*** Recorded information Section Begins ***

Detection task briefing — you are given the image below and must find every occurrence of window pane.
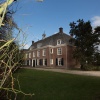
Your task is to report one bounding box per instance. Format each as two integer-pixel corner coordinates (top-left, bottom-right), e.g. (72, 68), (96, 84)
(50, 48), (53, 54)
(43, 49), (46, 56)
(37, 51), (40, 57)
(57, 48), (62, 55)
(57, 39), (61, 45)
(33, 52), (35, 57)
(50, 59), (53, 64)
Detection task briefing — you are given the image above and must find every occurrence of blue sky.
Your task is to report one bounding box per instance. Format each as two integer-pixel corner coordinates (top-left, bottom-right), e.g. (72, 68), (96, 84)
(12, 0), (100, 48)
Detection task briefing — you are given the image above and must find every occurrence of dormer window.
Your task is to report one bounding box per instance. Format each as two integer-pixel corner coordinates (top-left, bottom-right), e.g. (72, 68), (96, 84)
(57, 39), (61, 45)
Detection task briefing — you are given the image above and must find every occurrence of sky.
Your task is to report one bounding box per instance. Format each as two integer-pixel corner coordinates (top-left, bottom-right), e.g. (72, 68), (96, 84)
(11, 0), (100, 49)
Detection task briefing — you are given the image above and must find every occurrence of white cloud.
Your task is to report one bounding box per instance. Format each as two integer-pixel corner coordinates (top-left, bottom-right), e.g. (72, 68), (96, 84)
(91, 16), (100, 27)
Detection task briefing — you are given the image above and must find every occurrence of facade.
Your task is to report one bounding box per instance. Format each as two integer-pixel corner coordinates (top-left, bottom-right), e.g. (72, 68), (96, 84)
(23, 27), (77, 68)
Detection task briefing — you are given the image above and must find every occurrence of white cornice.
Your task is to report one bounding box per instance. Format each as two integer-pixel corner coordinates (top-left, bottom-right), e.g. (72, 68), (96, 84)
(26, 44), (67, 52)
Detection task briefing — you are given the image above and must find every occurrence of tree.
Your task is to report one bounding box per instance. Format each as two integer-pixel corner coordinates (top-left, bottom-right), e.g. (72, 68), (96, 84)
(0, 0), (16, 27)
(0, 1), (26, 99)
(69, 19), (98, 69)
(93, 26), (100, 66)
(0, 11), (17, 40)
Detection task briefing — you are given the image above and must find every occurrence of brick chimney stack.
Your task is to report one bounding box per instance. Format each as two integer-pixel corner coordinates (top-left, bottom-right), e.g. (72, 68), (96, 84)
(32, 41), (34, 45)
(59, 27), (63, 33)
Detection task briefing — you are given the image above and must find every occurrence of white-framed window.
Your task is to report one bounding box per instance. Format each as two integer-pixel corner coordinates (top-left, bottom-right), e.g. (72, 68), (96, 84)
(58, 58), (62, 66)
(33, 52), (35, 57)
(57, 48), (62, 55)
(50, 48), (53, 54)
(37, 50), (40, 57)
(57, 39), (62, 45)
(29, 53), (31, 58)
(50, 59), (53, 65)
(43, 59), (47, 66)
(37, 59), (39, 66)
(42, 49), (46, 56)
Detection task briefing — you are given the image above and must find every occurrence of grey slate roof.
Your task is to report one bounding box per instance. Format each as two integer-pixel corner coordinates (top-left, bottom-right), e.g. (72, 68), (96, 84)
(30, 28), (73, 49)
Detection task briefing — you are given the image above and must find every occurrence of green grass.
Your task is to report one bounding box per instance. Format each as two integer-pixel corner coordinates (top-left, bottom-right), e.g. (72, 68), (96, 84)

*** Recorded information Section Ends ***

== Requirement ==
Return the records above verbatim, images excluded.

== Written answer ==
Detection task briefing — you are given the image below and must find every occurrence of window pane.
Your task is to report one bounding box per instance. Format each as two integer-pixel corner coordinates (top-left, bottom-right), e.g. (72, 68), (96, 84)
(50, 48), (53, 54)
(43, 49), (46, 56)
(37, 51), (40, 57)
(57, 48), (62, 55)
(57, 39), (61, 45)
(33, 52), (35, 57)
(50, 59), (53, 64)
Detection task briefing — you are given the image above and must find every occurrence of blue sky.
Your task is to report one bounding box per instance. Format each as two integer-pixel corner coordinates (top-left, bottom-right), e.g. (72, 68), (96, 84)
(12, 0), (100, 48)
Detection task briefing — you are given the image above and must find every occurrence of dormer window.
Your task is to report one bounding box per instance. Format each as two integer-pixel corner coordinates (top-left, bottom-right), e.g. (72, 68), (96, 84)
(57, 39), (61, 45)
Detection task briefing — you are given the image above and must find every occurrence of sky.
Your task is to report one bounding box per instance. Format each as two integer-pixel corner coordinates (top-left, bottom-right), e.g. (72, 68), (96, 84)
(11, 0), (100, 49)
Detection task briefing — you are given the image above and must find every occurrence of white cloud.
Your task is to report one bounding box per instance. Format each as two integer-pixel corner coordinates (top-left, bottom-right), e.g. (72, 68), (96, 84)
(91, 16), (100, 27)
Detection task briefing — you are given the image above and must find every occurrence of facade.
Your task is to report one bounding box per instance. Format each as two integer-pixel corner coordinates (top-left, bottom-right), e.g. (72, 68), (96, 84)
(23, 27), (77, 68)
Detection task briefing — you are given the image above and must find every occurrence of white cornice.
Your task is to report one bounding box per instance. Format each as two integer-pixel corner coordinates (top-left, bottom-right), e.g. (72, 68), (96, 84)
(26, 44), (67, 52)
Detection task briefing — you are given the image above and must find every occurrence of tree.
Your task is to report one bounding box per instance. Format each as two integer-pixel corner coordinates (top-left, bottom-right), e.g. (72, 68), (96, 84)
(0, 0), (16, 27)
(0, 1), (26, 99)
(69, 19), (98, 69)
(93, 26), (100, 66)
(0, 11), (17, 40)
Detection task briefing — you are given the image above and must find every occurrence of brick chimney stack.
Your task is to report one bounding box per instance. Format each as two integer-pixel corner coordinates (top-left, bottom-right), e.g. (72, 68), (96, 84)
(32, 41), (34, 45)
(59, 27), (63, 33)
Detection task briefing — you are given the image above and must find every occurrence of white-framed window.
Your task is to report one bounding box per instance. Format each as two integer-pixel corner coordinates (top-left, bottom-right), e.g. (72, 68), (96, 84)
(58, 58), (62, 66)
(33, 52), (35, 57)
(57, 48), (62, 55)
(50, 48), (53, 54)
(37, 50), (40, 57)
(57, 39), (62, 45)
(29, 53), (31, 58)
(50, 59), (53, 65)
(43, 59), (47, 66)
(37, 59), (39, 66)
(42, 49), (46, 56)
Detection task briefing — you are given the image above and must find every occurrence of grey slate roof.
Your task is to report one bounding box per instance. Format each as two integer-pixel corner coordinates (top-left, bottom-right), e.g. (72, 68), (96, 84)
(30, 28), (73, 49)
Detection task briefing — you are given the image above and must find every occurrence of green grass.
Your task is to report one bounding box per instance. Format each as two integer-pixel corner coordinates (top-left, bottom-right), e.g. (72, 68), (96, 84)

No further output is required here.